--- Task instructions ---
An exact copy of the lines from the start of the material below through the line containing "of the tree" is the required answer, and it includes no pictures.

-*-*-

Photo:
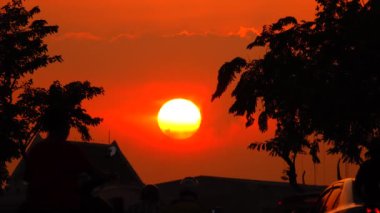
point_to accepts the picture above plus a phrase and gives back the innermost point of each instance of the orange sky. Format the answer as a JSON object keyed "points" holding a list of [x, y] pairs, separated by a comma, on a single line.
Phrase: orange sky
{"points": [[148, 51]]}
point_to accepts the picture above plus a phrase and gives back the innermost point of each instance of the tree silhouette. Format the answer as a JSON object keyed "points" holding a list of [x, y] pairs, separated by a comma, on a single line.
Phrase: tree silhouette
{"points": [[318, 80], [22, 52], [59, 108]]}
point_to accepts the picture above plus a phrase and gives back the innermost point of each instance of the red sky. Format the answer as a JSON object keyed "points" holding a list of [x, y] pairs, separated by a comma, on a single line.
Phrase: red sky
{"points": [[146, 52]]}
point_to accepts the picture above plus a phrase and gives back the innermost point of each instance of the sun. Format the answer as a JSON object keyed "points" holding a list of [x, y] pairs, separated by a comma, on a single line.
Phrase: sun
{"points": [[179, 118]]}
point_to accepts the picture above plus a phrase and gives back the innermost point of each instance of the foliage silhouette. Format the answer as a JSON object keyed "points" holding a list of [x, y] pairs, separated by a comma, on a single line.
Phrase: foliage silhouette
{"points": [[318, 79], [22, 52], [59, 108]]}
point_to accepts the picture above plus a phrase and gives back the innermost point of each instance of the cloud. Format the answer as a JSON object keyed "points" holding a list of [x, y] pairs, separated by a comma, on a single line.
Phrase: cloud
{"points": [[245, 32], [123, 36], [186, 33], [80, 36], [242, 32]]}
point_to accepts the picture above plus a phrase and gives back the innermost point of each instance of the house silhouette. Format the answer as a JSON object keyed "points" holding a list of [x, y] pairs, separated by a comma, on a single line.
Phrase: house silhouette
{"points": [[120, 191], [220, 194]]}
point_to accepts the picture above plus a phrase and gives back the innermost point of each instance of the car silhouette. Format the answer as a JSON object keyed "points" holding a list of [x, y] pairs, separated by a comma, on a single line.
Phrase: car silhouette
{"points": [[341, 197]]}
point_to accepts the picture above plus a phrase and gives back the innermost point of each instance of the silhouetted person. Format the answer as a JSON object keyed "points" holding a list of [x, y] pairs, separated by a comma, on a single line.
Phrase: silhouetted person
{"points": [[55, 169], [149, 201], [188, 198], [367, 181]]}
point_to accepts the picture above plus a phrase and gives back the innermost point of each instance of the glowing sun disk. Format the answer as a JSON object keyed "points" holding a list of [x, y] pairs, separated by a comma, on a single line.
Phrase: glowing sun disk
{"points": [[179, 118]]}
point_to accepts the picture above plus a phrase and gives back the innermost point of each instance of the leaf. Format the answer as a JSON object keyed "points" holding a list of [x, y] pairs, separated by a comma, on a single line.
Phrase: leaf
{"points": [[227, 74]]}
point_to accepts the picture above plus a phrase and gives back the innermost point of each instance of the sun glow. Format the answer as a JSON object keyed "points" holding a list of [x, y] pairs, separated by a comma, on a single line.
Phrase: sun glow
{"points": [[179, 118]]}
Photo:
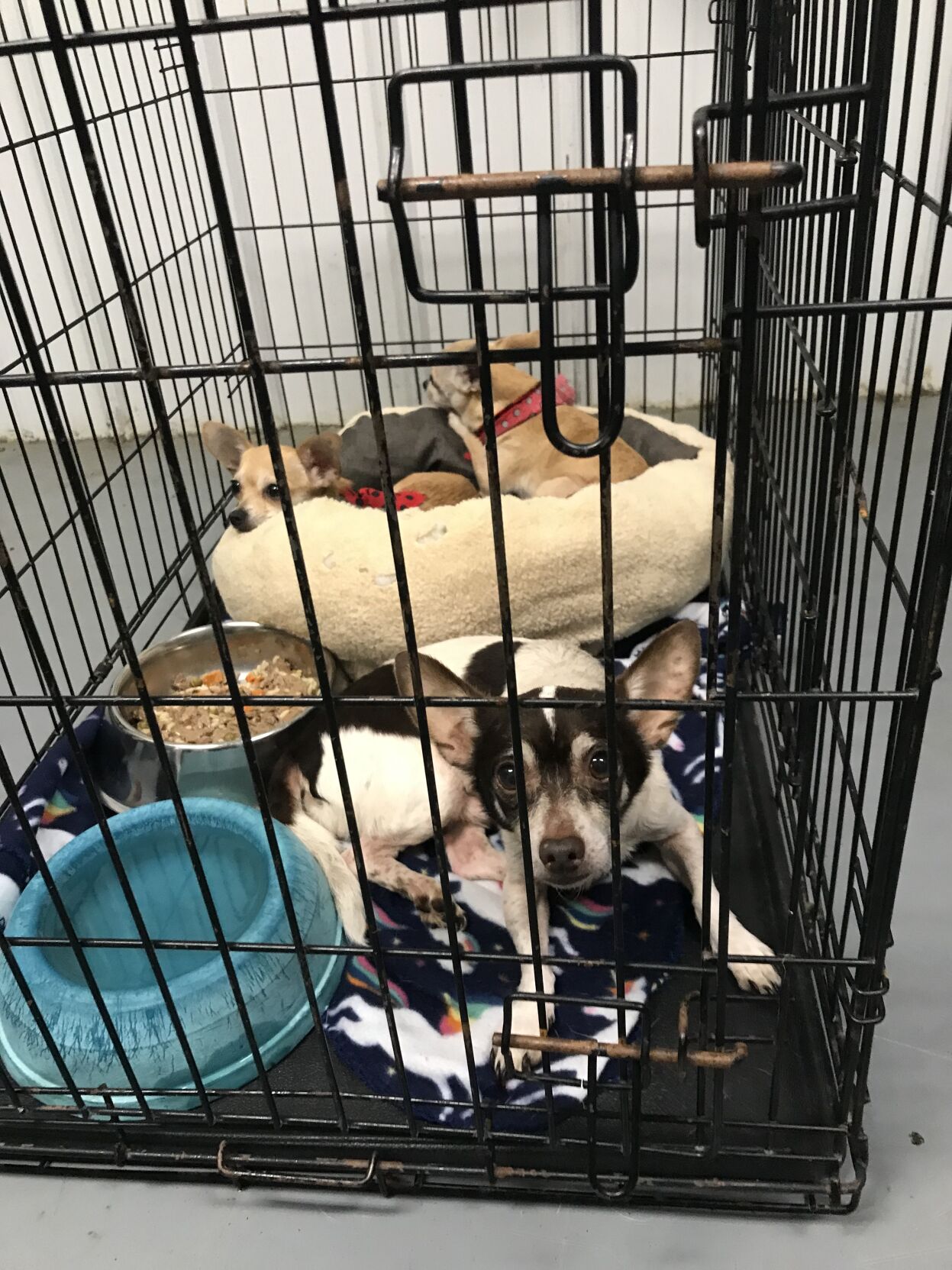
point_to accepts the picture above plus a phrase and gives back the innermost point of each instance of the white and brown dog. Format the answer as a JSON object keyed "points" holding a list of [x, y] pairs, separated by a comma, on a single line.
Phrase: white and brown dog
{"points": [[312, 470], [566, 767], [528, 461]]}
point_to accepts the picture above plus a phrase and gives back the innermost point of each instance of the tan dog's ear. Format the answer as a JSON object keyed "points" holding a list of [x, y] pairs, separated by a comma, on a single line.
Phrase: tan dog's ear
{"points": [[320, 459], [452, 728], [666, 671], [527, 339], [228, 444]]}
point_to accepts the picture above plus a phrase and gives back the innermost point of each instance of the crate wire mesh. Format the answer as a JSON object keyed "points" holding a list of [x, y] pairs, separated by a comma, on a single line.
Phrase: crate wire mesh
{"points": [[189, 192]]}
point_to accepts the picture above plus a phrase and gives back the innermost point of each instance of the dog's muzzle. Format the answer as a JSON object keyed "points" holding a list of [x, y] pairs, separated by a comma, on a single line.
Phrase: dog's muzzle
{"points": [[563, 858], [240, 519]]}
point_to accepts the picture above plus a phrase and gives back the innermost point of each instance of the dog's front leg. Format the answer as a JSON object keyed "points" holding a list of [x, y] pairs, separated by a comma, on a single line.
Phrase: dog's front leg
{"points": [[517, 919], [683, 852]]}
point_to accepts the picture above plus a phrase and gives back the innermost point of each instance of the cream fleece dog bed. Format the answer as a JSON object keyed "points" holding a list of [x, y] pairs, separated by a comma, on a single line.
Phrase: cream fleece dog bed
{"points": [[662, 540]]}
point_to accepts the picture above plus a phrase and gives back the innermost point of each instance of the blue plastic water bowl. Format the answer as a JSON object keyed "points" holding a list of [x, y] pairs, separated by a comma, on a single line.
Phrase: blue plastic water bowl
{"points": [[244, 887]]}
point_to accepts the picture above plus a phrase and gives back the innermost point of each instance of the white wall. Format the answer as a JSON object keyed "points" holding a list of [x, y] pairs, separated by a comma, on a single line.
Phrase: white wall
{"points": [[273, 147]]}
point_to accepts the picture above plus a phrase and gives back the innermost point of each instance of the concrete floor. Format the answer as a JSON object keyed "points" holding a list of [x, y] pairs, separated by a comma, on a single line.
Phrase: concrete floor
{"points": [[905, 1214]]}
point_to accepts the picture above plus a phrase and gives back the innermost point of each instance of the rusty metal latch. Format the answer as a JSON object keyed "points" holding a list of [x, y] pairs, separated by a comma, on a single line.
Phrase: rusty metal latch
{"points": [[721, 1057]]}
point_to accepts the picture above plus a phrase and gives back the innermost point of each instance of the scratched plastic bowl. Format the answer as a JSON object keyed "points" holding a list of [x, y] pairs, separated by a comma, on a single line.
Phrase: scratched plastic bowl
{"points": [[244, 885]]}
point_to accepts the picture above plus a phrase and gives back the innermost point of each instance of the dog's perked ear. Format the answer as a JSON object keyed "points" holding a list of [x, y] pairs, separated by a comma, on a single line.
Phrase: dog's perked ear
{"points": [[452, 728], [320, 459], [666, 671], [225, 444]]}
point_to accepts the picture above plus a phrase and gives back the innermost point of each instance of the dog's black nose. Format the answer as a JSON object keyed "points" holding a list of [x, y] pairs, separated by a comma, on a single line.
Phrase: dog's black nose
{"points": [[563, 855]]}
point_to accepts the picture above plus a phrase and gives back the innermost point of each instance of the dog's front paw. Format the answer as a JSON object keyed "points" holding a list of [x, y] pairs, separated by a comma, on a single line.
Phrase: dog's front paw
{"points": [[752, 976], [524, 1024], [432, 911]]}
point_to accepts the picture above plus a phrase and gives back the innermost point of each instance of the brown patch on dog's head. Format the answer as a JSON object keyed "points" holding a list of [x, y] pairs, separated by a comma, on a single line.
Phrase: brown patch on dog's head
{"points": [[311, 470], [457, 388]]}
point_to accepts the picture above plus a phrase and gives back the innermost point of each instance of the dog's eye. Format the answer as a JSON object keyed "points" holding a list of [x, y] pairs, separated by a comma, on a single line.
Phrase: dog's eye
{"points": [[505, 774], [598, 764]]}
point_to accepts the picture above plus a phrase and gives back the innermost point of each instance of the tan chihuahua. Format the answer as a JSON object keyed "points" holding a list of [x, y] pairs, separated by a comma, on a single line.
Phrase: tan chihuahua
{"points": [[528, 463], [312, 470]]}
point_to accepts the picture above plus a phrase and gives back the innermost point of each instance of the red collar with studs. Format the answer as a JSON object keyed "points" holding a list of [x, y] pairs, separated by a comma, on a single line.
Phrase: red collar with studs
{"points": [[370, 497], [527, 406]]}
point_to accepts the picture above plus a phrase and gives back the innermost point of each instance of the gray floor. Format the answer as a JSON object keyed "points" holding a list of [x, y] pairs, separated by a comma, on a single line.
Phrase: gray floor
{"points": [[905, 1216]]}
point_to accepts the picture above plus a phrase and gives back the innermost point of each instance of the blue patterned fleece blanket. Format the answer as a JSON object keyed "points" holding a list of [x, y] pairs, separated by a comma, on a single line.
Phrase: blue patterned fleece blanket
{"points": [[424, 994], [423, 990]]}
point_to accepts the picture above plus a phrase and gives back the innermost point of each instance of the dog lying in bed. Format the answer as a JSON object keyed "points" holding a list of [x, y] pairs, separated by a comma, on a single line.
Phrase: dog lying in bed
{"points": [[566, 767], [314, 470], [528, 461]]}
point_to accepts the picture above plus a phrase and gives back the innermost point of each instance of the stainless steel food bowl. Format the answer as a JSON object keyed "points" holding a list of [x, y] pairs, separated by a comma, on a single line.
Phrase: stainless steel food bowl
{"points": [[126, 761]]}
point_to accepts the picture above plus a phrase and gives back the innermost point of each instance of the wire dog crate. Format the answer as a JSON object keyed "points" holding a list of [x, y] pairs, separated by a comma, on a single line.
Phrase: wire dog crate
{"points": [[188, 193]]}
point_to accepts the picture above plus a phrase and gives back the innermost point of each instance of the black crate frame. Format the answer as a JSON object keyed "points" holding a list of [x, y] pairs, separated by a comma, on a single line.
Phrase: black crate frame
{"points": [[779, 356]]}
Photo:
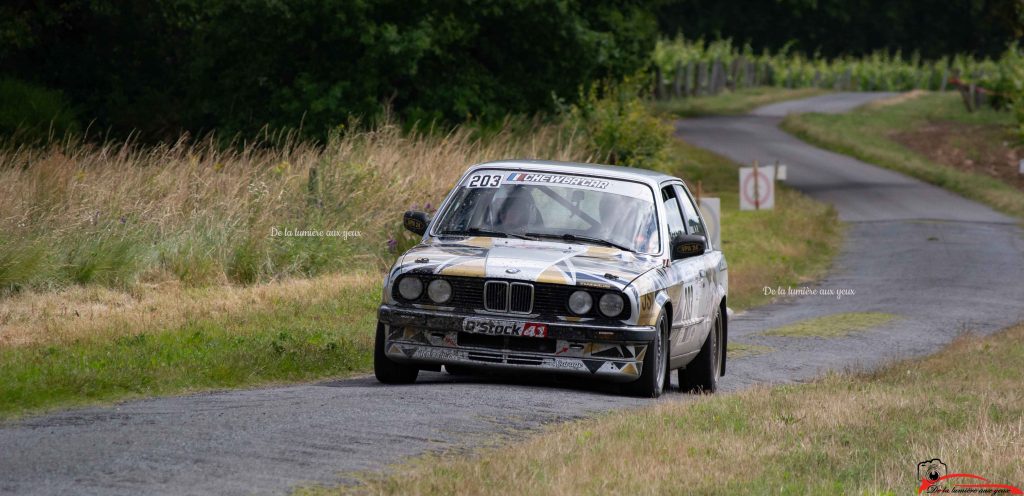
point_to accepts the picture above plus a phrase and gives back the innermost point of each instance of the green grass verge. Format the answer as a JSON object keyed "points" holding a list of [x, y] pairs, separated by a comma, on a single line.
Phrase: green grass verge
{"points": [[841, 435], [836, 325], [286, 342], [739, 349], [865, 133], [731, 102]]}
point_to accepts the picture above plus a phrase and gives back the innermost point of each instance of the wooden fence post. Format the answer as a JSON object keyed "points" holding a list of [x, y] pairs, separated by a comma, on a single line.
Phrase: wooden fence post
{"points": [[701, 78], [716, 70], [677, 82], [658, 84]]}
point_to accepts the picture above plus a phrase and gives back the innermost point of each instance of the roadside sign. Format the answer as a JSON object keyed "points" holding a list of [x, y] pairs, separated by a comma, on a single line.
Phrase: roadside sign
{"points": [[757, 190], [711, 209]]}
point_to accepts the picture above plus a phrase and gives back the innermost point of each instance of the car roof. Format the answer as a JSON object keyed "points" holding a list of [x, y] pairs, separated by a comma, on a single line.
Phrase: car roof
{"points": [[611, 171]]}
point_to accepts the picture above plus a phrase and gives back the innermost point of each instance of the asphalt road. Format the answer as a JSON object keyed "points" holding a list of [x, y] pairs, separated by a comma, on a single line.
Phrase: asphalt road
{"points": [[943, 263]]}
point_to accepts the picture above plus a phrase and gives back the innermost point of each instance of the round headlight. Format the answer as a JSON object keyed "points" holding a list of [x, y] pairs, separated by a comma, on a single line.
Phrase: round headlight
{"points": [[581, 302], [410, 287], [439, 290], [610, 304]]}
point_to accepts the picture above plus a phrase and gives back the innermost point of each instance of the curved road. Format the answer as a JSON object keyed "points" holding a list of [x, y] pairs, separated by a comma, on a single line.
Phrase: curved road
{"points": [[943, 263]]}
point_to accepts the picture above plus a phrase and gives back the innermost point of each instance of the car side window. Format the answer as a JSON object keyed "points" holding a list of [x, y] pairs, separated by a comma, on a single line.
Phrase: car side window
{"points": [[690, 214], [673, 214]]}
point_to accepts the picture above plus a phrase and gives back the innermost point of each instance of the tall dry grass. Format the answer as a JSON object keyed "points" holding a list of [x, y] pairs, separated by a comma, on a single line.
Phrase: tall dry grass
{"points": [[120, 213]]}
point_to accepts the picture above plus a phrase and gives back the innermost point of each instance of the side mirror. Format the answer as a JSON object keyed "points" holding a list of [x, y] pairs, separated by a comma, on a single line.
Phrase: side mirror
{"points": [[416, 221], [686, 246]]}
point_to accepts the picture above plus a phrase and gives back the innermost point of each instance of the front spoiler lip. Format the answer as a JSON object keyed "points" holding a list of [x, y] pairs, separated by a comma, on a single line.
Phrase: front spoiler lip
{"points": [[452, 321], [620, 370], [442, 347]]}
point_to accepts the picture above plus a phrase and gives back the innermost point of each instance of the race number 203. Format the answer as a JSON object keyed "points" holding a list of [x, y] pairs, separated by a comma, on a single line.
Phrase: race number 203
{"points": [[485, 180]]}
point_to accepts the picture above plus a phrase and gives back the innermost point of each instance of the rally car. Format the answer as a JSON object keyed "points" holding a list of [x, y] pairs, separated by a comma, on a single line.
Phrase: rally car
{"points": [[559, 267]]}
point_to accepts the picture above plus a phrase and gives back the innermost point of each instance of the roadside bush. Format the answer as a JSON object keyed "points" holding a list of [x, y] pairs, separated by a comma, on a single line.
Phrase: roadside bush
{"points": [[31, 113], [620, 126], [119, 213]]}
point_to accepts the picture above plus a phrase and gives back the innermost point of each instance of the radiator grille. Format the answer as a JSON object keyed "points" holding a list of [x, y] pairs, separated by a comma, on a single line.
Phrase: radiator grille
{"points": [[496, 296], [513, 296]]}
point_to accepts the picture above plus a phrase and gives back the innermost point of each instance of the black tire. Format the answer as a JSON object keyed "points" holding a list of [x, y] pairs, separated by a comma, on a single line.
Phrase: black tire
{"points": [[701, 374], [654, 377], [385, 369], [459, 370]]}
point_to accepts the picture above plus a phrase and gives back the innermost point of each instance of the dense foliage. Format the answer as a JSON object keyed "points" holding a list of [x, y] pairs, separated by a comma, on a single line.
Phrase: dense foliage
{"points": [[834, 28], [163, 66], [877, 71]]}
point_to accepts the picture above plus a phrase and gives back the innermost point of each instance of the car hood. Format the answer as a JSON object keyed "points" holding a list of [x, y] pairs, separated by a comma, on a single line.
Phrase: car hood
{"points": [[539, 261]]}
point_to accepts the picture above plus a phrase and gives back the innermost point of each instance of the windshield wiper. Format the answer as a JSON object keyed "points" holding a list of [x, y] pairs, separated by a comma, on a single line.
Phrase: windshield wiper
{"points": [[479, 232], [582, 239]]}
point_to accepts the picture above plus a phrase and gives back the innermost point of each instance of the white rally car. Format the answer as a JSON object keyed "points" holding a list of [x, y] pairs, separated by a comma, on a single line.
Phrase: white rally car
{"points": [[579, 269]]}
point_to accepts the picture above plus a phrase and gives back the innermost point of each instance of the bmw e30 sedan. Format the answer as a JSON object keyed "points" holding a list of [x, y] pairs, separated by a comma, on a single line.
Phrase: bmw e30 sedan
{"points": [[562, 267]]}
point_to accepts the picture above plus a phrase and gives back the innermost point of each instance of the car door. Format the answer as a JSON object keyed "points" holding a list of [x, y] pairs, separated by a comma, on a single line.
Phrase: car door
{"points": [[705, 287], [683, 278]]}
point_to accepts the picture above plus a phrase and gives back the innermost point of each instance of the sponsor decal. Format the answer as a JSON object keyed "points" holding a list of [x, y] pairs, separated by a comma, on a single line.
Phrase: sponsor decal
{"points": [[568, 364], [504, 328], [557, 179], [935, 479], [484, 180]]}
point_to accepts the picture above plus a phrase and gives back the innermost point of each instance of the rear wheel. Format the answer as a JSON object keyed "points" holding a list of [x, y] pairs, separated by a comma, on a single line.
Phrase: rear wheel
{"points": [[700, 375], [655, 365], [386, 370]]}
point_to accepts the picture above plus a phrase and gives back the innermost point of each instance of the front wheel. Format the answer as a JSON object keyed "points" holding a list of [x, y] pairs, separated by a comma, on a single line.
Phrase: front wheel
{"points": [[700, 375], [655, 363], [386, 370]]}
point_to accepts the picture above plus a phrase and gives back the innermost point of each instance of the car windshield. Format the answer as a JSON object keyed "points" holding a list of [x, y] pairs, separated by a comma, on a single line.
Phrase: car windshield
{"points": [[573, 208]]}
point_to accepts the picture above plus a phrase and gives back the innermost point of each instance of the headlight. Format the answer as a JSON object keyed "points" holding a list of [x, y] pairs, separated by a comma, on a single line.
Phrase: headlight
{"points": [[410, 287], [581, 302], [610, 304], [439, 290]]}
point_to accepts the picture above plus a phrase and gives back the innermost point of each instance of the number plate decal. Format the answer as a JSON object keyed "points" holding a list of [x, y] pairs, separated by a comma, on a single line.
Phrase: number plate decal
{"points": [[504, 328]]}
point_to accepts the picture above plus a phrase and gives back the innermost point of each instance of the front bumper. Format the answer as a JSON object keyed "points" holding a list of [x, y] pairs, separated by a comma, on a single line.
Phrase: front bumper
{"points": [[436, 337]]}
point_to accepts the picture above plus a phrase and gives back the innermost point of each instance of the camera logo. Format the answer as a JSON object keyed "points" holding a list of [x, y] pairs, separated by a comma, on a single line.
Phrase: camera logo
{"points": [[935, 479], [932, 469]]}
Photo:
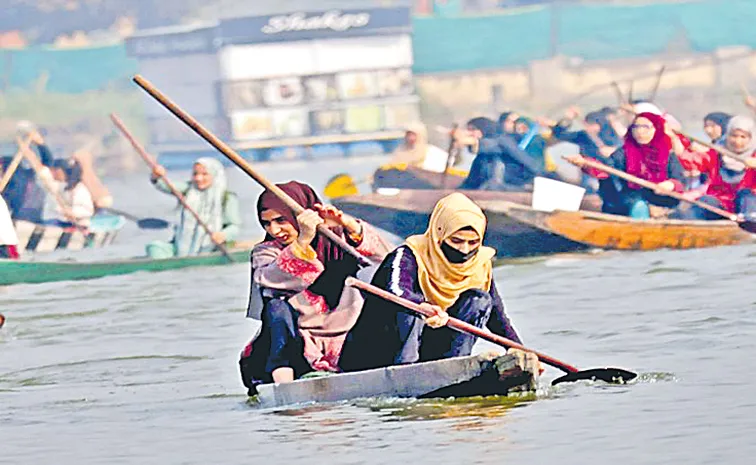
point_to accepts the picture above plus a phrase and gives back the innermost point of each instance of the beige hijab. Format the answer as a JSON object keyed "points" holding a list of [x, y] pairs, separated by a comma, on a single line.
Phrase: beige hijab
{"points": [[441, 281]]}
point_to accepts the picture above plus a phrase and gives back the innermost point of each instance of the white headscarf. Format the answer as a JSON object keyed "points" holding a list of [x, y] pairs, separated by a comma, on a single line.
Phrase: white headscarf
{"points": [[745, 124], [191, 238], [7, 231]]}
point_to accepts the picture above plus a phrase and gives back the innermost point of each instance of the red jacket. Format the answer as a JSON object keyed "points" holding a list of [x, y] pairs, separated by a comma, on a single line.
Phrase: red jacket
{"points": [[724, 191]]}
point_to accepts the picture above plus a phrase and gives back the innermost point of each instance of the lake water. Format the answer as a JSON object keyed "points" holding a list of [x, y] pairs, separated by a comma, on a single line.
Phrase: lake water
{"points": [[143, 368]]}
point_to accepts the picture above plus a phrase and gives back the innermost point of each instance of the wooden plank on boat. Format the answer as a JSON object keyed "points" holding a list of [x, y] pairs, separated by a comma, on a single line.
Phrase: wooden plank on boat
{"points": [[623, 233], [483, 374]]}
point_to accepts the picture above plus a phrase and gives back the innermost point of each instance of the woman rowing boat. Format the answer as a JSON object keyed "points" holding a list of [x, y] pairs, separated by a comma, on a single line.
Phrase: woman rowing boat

-*-*-

--- Finished task ---
Photo:
point_to accepts the picture above plus a phrase and gives back the innermost point of each instance of the orange sky. Format the answer as a JSON object keyed "points" holding a list of [x, y] pairs, separated by a comma, on a single line.
Phrase: orange sky
{"points": [[148, 51]]}
point_to accepts the picture above plus a phrase and gives back the innermost point of each instance of the tree silhouette. Format the answer as a JSON object keyed "points" holding a list of [x, y] pairs, separated by a comma, on a single line.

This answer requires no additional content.